Exercise task
Please copy every line of the material below that contains the string "bbox", matching case exactly.
--- BEGIN ---
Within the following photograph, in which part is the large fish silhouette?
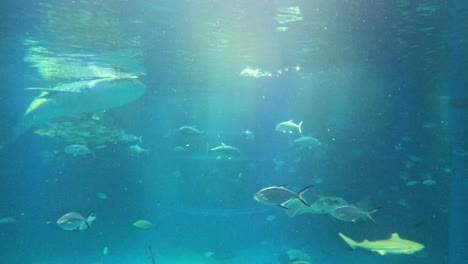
[13,77,146,142]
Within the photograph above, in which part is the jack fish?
[57,211,96,231]
[275,120,302,134]
[253,185,312,209]
[338,233,424,255]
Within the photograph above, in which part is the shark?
[338,233,424,255]
[13,76,146,142]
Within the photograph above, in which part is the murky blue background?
[0,0,468,264]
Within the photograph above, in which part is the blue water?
[0,0,468,264]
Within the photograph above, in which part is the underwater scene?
[0,0,468,264]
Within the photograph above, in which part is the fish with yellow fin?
[338,233,424,256]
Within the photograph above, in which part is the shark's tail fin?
[338,233,358,249]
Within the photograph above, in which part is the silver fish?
[57,211,96,231]
[177,126,204,136]
[275,120,302,134]
[210,143,240,159]
[65,144,93,157]
[293,136,321,149]
[330,205,377,223]
[253,185,312,209]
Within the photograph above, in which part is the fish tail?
[297,185,313,206]
[338,233,358,249]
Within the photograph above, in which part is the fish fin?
[297,185,313,206]
[338,233,357,249]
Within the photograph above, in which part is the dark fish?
[253,185,312,209]
[330,205,377,223]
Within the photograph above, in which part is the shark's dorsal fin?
[25,87,81,93]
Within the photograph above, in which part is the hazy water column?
[448,0,468,264]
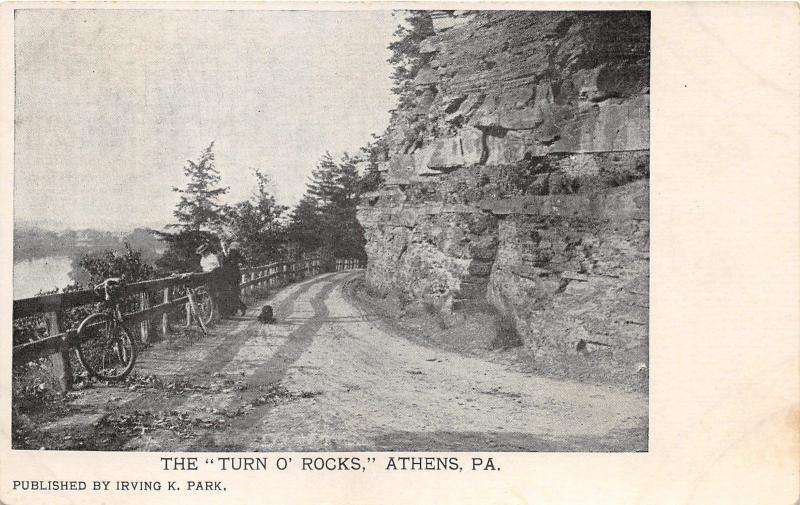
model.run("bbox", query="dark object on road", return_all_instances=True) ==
[258,305,275,324]
[575,339,612,352]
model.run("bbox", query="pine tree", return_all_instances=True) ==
[226,168,288,264]
[155,141,229,273]
[388,10,434,108]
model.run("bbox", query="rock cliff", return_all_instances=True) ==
[358,11,650,357]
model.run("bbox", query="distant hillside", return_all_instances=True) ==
[14,224,163,262]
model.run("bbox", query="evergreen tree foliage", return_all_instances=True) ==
[169,141,230,231]
[226,168,288,265]
[388,10,434,108]
[155,141,229,272]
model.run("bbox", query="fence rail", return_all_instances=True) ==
[13,258,320,390]
[336,258,364,272]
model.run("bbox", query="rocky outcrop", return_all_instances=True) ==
[358,11,649,355]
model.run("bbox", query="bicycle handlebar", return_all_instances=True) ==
[94,277,122,300]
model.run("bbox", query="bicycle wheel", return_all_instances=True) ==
[193,287,214,329]
[76,312,136,381]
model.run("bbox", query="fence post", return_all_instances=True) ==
--- END ---
Completed exercise
model.run("bbox", query="dark object on road", return_all_instances=True) ==
model.run("bbox", query="pine tree", return_all_instances=True) ==
model.run("bbox", query="rock cliff", return_all_instances=True) ==
model.run("bbox", query="distant hillside", return_all_instances=True) ==
model.run("bbox", query="evergreen tree foliage", return_all_instances=True) ==
model.run("bbox", query="fence rail", return_all_instances=True) ==
model.run("bbox", query="rocky outcrop", return_all_instances=True) ==
model.run("bbox", query="bicycle handlebar", return_all_instances=True) ==
model.run("bbox", query="bicycle wheel", return_all_instances=True) ==
model.run("bbox", query="fence post", return_all_instances=True) ==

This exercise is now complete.